LISTED RECORDS
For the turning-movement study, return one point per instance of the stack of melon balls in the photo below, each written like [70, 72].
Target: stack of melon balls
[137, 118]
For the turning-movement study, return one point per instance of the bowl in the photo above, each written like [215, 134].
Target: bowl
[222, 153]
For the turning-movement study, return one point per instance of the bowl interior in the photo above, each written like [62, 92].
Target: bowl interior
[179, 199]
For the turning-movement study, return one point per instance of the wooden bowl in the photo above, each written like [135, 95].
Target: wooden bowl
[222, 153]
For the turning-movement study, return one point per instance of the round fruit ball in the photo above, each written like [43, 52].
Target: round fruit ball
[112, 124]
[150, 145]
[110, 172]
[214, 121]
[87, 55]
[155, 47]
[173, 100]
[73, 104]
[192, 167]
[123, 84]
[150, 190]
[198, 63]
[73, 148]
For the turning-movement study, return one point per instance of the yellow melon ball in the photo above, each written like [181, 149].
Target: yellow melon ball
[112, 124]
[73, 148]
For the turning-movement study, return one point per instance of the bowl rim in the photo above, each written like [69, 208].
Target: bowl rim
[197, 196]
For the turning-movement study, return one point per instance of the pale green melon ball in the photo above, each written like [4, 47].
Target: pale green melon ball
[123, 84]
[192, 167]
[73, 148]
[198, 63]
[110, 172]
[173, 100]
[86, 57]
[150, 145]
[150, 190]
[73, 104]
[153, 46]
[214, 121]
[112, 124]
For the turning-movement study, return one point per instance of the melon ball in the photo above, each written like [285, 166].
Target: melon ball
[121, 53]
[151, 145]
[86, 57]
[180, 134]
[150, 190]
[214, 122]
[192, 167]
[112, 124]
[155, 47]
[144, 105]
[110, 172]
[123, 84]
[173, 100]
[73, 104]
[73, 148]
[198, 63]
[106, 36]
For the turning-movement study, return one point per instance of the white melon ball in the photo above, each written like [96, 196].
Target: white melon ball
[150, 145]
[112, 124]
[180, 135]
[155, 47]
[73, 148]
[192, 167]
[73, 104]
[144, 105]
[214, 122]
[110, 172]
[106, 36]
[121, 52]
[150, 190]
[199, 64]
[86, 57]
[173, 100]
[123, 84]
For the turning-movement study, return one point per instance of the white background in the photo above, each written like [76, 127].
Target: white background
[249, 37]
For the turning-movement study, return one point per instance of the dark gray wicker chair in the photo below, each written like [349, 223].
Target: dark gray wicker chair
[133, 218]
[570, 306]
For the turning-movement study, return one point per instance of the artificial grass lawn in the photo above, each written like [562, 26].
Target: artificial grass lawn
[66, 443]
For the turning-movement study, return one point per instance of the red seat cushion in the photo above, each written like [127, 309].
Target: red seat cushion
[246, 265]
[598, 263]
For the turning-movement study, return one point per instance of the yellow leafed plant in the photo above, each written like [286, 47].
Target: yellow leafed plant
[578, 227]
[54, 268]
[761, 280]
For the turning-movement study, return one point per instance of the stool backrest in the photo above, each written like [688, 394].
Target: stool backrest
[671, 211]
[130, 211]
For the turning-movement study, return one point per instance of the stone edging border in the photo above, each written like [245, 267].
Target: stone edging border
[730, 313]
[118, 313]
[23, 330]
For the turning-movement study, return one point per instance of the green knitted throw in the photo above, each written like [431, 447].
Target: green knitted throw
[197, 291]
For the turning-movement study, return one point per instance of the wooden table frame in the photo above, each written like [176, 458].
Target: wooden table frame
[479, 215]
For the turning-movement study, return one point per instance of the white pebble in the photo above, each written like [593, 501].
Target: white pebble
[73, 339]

SHORT TASK
Quote verbatim the line containing "like [562, 26]." and every line after it through the end of the records above.

PROBLEM SOLUTION
For the turning-movement study, return one point per instance of the artificial grass lawn in the photo above, each written like [562, 26].
Target: artificial grass lawn
[66, 443]
For the turning-movement study, return one point per instance of the red seat cushion in the photo above, each written like [127, 309].
Target: red seat cushion
[246, 265]
[598, 263]
For the turning-movement study, return one point per instance of the yellow leafed plant in the photo above, each written like [286, 47].
Target: yellow leafed plant
[578, 227]
[54, 268]
[761, 280]
For the turning-movement study, return one point per instance of the stool backrest in the photo above, each written like [688, 394].
Target: stool backrest
[671, 211]
[130, 211]
For the turning-movement study, return one point per instance of the stone edging border in the photo above, each written like [245, 267].
Target: stone edging border
[730, 313]
[118, 313]
[23, 330]
For the turning-movement study, return one point per instance of the green knitted throw in the photo above, each written like [431, 447].
Target: green knitted throw
[197, 291]
For the turning-movement study, return one point per instance of the wooden table frame in the photo above, each written like [176, 458].
Target: wooden table frame
[479, 215]
For the turning-movement study, return one point per instance of the white pebble in the photo above, each written like [593, 501].
Target: white pebble
[73, 339]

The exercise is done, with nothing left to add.